Could you repeat the records shown below exactly as written?
*** DATA RECORDS ***
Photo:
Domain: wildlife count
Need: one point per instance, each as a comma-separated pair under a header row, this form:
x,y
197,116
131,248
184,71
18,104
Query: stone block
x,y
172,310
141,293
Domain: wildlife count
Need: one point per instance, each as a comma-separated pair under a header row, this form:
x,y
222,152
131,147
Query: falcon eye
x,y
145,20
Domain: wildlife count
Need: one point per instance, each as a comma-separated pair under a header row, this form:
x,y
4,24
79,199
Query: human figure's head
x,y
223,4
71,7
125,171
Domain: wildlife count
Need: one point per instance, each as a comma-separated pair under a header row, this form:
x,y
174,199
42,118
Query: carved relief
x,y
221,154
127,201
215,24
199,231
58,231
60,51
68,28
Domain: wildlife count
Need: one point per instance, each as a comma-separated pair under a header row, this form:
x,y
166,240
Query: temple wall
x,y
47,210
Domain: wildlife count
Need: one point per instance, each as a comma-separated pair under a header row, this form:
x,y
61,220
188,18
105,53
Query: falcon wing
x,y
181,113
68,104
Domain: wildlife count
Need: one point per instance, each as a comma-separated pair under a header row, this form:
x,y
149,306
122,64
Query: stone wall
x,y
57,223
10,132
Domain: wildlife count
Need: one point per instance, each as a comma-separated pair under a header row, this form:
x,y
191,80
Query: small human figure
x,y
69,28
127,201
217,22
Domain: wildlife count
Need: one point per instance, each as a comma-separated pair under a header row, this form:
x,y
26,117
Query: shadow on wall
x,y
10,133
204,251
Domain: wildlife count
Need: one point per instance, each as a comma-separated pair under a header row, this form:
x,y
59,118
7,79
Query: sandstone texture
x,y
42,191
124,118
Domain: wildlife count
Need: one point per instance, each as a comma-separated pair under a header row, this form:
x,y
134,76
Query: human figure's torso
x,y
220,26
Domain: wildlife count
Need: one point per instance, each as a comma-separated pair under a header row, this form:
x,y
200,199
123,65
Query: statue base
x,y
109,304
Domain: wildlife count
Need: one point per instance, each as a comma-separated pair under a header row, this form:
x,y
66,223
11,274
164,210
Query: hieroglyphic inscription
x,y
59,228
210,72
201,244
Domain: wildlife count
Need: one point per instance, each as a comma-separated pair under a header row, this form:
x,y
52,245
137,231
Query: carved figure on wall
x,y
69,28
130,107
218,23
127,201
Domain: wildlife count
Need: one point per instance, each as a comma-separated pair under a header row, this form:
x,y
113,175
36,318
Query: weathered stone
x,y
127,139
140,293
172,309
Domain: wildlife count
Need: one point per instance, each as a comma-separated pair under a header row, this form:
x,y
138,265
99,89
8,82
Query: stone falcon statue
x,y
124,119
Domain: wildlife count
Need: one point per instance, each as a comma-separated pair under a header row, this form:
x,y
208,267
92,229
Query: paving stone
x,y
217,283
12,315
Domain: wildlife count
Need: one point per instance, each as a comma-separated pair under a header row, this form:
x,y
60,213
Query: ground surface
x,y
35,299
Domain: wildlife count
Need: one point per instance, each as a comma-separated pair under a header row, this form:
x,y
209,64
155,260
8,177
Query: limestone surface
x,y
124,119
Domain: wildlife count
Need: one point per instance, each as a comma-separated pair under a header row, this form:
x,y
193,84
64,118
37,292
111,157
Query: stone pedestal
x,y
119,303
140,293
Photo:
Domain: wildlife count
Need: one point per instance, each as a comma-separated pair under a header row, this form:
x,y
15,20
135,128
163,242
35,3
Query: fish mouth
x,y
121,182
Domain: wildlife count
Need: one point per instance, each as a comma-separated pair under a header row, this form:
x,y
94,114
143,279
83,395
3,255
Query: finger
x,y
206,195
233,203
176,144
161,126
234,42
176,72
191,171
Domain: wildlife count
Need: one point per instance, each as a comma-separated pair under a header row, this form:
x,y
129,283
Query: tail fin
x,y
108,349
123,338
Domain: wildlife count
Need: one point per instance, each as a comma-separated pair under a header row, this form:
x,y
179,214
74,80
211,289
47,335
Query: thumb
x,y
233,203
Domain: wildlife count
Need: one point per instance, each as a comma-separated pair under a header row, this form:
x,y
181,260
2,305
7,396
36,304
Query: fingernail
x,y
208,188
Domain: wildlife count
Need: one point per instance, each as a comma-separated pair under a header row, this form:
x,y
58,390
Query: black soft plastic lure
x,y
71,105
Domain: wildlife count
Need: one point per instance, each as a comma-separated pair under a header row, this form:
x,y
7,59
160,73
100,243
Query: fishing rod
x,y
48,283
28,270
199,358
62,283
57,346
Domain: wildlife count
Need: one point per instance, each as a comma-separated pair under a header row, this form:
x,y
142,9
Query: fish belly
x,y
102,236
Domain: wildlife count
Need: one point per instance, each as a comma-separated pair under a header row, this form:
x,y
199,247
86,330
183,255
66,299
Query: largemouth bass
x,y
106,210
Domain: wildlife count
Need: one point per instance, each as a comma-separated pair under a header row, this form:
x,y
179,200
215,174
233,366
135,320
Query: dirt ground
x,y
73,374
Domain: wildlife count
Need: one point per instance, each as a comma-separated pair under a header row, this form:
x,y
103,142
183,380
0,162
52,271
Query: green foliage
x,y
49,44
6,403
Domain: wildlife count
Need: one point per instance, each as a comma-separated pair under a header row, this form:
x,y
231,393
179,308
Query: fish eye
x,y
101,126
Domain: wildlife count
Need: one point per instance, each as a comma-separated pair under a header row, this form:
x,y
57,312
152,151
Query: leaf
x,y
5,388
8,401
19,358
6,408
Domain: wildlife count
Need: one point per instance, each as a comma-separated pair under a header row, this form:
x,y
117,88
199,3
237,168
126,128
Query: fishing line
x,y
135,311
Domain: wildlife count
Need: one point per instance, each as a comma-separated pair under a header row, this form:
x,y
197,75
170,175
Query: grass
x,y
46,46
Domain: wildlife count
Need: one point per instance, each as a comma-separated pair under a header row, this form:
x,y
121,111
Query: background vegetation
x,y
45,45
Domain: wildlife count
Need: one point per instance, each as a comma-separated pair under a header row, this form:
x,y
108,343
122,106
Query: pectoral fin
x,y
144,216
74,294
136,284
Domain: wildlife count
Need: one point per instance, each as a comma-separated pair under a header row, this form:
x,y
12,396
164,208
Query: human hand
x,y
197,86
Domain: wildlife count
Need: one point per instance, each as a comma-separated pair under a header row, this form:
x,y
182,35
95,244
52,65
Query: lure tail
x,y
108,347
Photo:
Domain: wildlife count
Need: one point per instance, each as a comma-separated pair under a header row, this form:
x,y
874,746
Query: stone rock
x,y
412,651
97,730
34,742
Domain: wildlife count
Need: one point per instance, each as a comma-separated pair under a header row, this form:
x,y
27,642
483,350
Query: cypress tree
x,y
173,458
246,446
*** End of DATA RECORDS ***
| OUTPUT OF THE TASK |
Photo:
Domain: wildlife count
Need: one point per instance, each as a comma-separated pair under a header row, this form:
x,y
197,116
131,248
184,71
18,104
Query: stone block
x,y
172,310
141,293
Domain: wildlife count
Need: one point per instance, each as a comma-separated pair under a header row, this form:
x,y
222,152
131,147
Query: falcon eye
x,y
145,20
Domain: wildlife count
Need: one point per instance, each as a comma-separated pair under a header row, this form:
x,y
4,24
79,199
Query: human figure's head
x,y
223,4
71,7
125,171
Domain: wildlife count
Need: one point per instance, each as a comma-separated pair under a header row, this form:
x,y
174,199
42,118
Query: carved relief
x,y
221,154
127,201
215,24
199,231
58,231
60,51
68,28
Domain: wildlife count
Need: one point per instance, each as a comma-separated pair under a header row, this form:
x,y
166,240
Query: temple wall
x,y
47,210
Domain: wildlife count
Need: one point per instance, each as a comma-separated pair under a header row, this form:
x,y
61,220
188,18
105,53
Query: falcon wing
x,y
181,113
68,104
Domain: wildlife count
Need: one point per instance, each as a comma-separated pair under a header row, this form:
x,y
149,306
122,64
Query: stone wall
x,y
57,223
10,132
Domain: wildlife count
Need: one point per instance, each as a comma-separated pair under a header row, this form:
x,y
191,80
Query: small human figure
x,y
69,28
127,201
217,22
Domain: wildlife count
Need: one point per instance, each as a comma-separated pair under a header row, this form:
x,y
26,117
Query: shadow on wall
x,y
10,133
204,251
Domain: wildlife count
Need: one point per instance, each as a comma-separated pair under a header row, this form:
x,y
59,118
7,79
Query: sandstone texture
x,y
42,191
124,118
Domain: wildlife count
Need: one point per instance, each as a comma-separated pair under a header row, this form:
x,y
134,76
Query: human figure's torso
x,y
220,26
Domain: wildlife count
Need: one point per instance, each as a comma-separated pair under a header row, this form:
x,y
200,199
123,65
Query: statue base
x,y
109,304
Domain: wildlife count
Need: one point per instance, each as a comma-separated pair under a header row, this form:
x,y
66,223
11,274
164,210
Query: hieroglyphic inscription
x,y
59,228
210,72
201,244
Domain: wildlife count
Need: one point per instance, each as a comma-separated pair under a header row, this form:
x,y
52,245
137,231
Query: carved figure on wall
x,y
69,28
130,107
218,23
127,201
Domain: wildlife count
Need: one point per instance, each as a comma-separated pair under a header row, this form:
x,y
113,175
36,318
Query: weathered stone
x,y
127,139
140,293
172,309
Domain: wildlife count
Need: one point per instance, each as a comma-separated pair under a header row, this form:
x,y
138,265
99,89
8,82
Query: stone falcon statue
x,y
124,119
Domain: wildlife count
Need: one point per instance, each as a comma-separated pair under a header row, this form:
x,y
208,267
92,229
Query: paving stone
x,y
217,283
12,315
Domain: wildlife count
Need: one point per instance, each as a comma-separated pair under a header row, this form:
x,y
60,213
Query: ground surface
x,y
35,299
Domain: wildlife count
Need: one point per instance, each as a comma-separated pair under a header row, this form:
x,y
209,64
155,260
8,177
Query: limestone surface
x,y
124,119
Domain: wildlife count
Need: one point per instance, each as a comma-separated pair under a header row, this form:
x,y
193,84
64,118
37,292
111,157
Query: stone pedestal
x,y
119,303
140,293
Photo:
Domain: wildlife count
Need: one point per instance, each as a comma-separated pair under a header row, this form:
x,y
15,20
135,128
163,242
35,3
Query: fish mouth
x,y
121,182
Domain: wildlife count
Need: one point per instance, each as a comma-separated pair under a header row, this form:
x,y
94,114
143,279
83,395
3,255
Query: finger
x,y
206,195
233,203
176,144
161,126
234,42
176,72
191,171
Domain: wildlife count
Need: one point per instance, each as a comma-separated pair under a header row, this form:
x,y
129,283
Query: tail fin
x,y
108,349
123,338
Domain: wildlife count
Need: one point per instance, each as a comma-separated pair under a header row, this form:
x,y
179,214
74,80
211,289
47,335
Query: thumb
x,y
233,203
Domain: wildlife count
Need: one point per instance, each as a comma-separated pair under a header row, this form:
x,y
181,260
2,305
7,396
36,304
Query: fingernail
x,y
208,188
Domain: wildlife count
Need: one point per instance, each as a comma-separated pair under a header row, this form:
x,y
58,390
Query: black soft plastic lure
x,y
71,105
Domain: wildlife count
Need: one point per instance, each as a comma-separated pair under a header row, this form:
x,y
7,59
160,73
100,243
Query: fishing rod
x,y
48,283
28,270
199,358
62,283
57,346
Domain: wildlife count
Need: one point per instance, each as a comma-separated pair under a header row, this form:
x,y
142,9
Query: fish belly
x,y
102,236
Domain: wildlife count
Need: one point per instance, each as a comma-separated pair under a header row, this form:
x,y
199,247
86,330
183,255
66,299
Query: largemouth bass
x,y
106,210
Domain: wildlife count
Need: one point per instance, each as a comma-separated pair under a header row, this form:
x,y
179,200
215,174
233,366
135,320
Query: dirt ground
x,y
73,374
Domain: wildlife count
Need: one point per instance, each as a comma-separated pair under a header row, this form:
x,y
103,142
183,380
0,162
52,271
Query: green foliage
x,y
49,44
6,403
Domain: wildlife count
Need: one point per instance, each as a comma-separated pair under a header row, this form:
x,y
231,393
179,308
Query: fish eye
x,y
101,126
Domain: wildlife count
Need: one point per instance, each as a comma-separated pair under a header row, this form:
x,y
57,312
152,151
Query: leaf
x,y
5,388
8,401
19,358
6,408
Domain: wildlife count
Need: one point per instance, each as a comma-separated pair under a header row, this form:
x,y
117,88
199,3
237,168
126,128
Query: fishing line
x,y
135,311
Domain: wildlife count
Need: one point per instance, each as a comma-separated pair under a header row, this form:
x,y
197,75
170,175
Query: grass
x,y
46,46
Domain: wildlife count
Need: one point per instance, each as a comma-separated pair under a header row, this form:
x,y
121,111
Query: background vegetation
x,y
45,45
Domain: wildlife count
Need: one point per instance, each as a comma-separated pair under a header row, this form:
x,y
108,343
122,106
Query: pectoral fin
x,y
144,216
74,294
136,284
Domain: wildlife count
Need: one point per instance, each as a comma-separated pair under a header row, this form:
x,y
12,396
164,208
Query: human hand
x,y
197,86
Domain: wildlife count
Need: one point per instance, each as a comma-separated pair under a header row, this form:
x,y
182,35
95,244
52,65
Query: lure tail
x,y
108,347
Photo:
Domain: wildlife count
Need: one point per instance, each as a comma-separated pair under a header row, this form:
x,y
874,746
Query: stone rock
x,y
412,651
97,730
34,742
Domain: wildlife count
Need: one point per instance, each as a comma-separated pair under a header row, this form:
x,y
27,642
483,350
Query: cypress tree
x,y
173,458
246,446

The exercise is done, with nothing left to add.